Last summer we were walking downtown in Charlottetown, my wife, my brother-in-law, his wife, and daughter. Just a block from Province House. It was evening, we’d been out for dinner, and to see Anne of Green Gables. We had parked on a side street and were returning to our car, when alongside the church beside which we were parked we saw, to our amazement, a fox. Not just any fox, but a black fox. None of us were ready, with a camera (or phone) so we didn’t get a picture…but all five of us gasped and said, “Look! A black fox!” A man was walking down the road towards us and he declared, “You must be tourists… we see them every day.” Oh sure…I know it’s officially called a ‘silver’ fox, and that they put money in the pockets of poor Islanders for years (and now it’s not politically correct to even suggest that there might be a market for fox pelts…) but, in 1939, 10% of the population of PEI kept foxes. Now the little critters run wild on the main street

Why all this talk about foxes? It’s because Michael Wrycraft’s lovely cover design for Jon Brooks’ new CD features a very distinguished looking fox, not a silver fox… a red one. And this one is not in a city, he’s roaming free in The Smiling & Beautiful Countryside. Brooks is a powerful singer-songwriter who has been well known for his political songs. Songs like “Fort McMurray,” “Hudson Girl,” “Son of Hamas” and “Cage Fighter” (all from 2012’s Delicate Cages CD) dealt with issues as wide ranging as the Alberta tar sands, Quebec language laws, Palestinian suicide bombers, and a mixed martial arts fighter who had been a Bosnian child soldier. The new album, which takes its title from a Sherlock Holmes quote, is something quite different. It’s a collection of murder ballads. Not Ozark murder ballads handed down from generation to generation, but Canadian murder ballads that Brooks has written. Gore, sex, killing, necrophilia: name your poison and it’s here. I saw Brooks play “Delia’s Gone,” another murder ballad, at a Johnny Cash Tribute Show a year or so ago and it gave me a clue as to what this CD would be like. Wrycraft told me then that Brooks wanted to “piss people off” with his new album. This might do it.

+--

What this task involves: Write a continuation of the review of Jon Brooks' murder-ballad album, picking up after its final sentence.

+--

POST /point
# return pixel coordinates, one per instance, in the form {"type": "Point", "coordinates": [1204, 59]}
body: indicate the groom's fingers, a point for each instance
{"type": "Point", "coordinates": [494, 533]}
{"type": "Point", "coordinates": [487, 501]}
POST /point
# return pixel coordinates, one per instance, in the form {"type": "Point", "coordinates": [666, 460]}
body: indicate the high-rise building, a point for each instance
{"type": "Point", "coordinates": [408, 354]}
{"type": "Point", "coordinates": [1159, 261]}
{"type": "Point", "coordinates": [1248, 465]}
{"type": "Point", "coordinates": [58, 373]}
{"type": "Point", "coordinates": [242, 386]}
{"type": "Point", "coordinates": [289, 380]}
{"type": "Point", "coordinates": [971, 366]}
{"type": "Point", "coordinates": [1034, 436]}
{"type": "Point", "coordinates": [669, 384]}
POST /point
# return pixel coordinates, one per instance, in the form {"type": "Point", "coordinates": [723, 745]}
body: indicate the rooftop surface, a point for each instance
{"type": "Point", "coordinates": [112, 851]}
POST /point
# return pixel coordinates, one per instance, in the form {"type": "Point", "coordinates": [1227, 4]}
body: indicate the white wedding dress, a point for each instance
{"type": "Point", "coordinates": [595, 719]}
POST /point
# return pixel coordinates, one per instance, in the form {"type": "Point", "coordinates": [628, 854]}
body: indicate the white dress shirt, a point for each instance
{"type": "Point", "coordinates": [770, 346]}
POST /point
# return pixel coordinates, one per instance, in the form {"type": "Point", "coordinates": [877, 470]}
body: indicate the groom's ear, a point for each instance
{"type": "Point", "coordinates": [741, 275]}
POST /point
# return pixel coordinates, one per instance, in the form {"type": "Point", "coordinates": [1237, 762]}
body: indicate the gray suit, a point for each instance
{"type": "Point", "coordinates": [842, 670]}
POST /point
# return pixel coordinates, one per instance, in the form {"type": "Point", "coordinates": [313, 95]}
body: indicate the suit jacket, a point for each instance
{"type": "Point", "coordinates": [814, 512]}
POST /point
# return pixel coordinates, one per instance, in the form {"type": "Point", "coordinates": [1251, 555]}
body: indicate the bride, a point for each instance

+--

Solved problem:
He kicks things off with a shopping list of available weaponry called “Gun Dealer.” Just Brooks’ guitar and percussion on the guitar top. Potent stuff. “People Don’t Think of Others” is a slower song about a murder-suicide on the kitchen floor of a house in Saskatchewan. It reads a bit like a newspaper report. And the next song takes its story right from the headlines, “Queensville” is the story of Christine Jessop and Guy Paul Morin. It happened over 30 years ago and is still unsolved, although Morin spent 10 years in prison for the crime. Brooks outlines the tale accompanied by banjitar and more of that hand percussion. There’s lots more. Kids kill their grammas just “to see,” people are robbed, raped, and murdered. Then there’s an epic nearly 12 minutes long, “The Only Good Thing is an Old Dog.” It is about evil. All set to music. You can hardly turn away. And that’s true of the whole album. Jon Brooks is the only musician on the album – voice, guitar and banjitar, and, of course, that guitar-top percussion. He throws himself into each song, growling and sometimes whispering these terrible reports of violence. You may not make it through all ten tracks at once, but you’ll be back again for sure.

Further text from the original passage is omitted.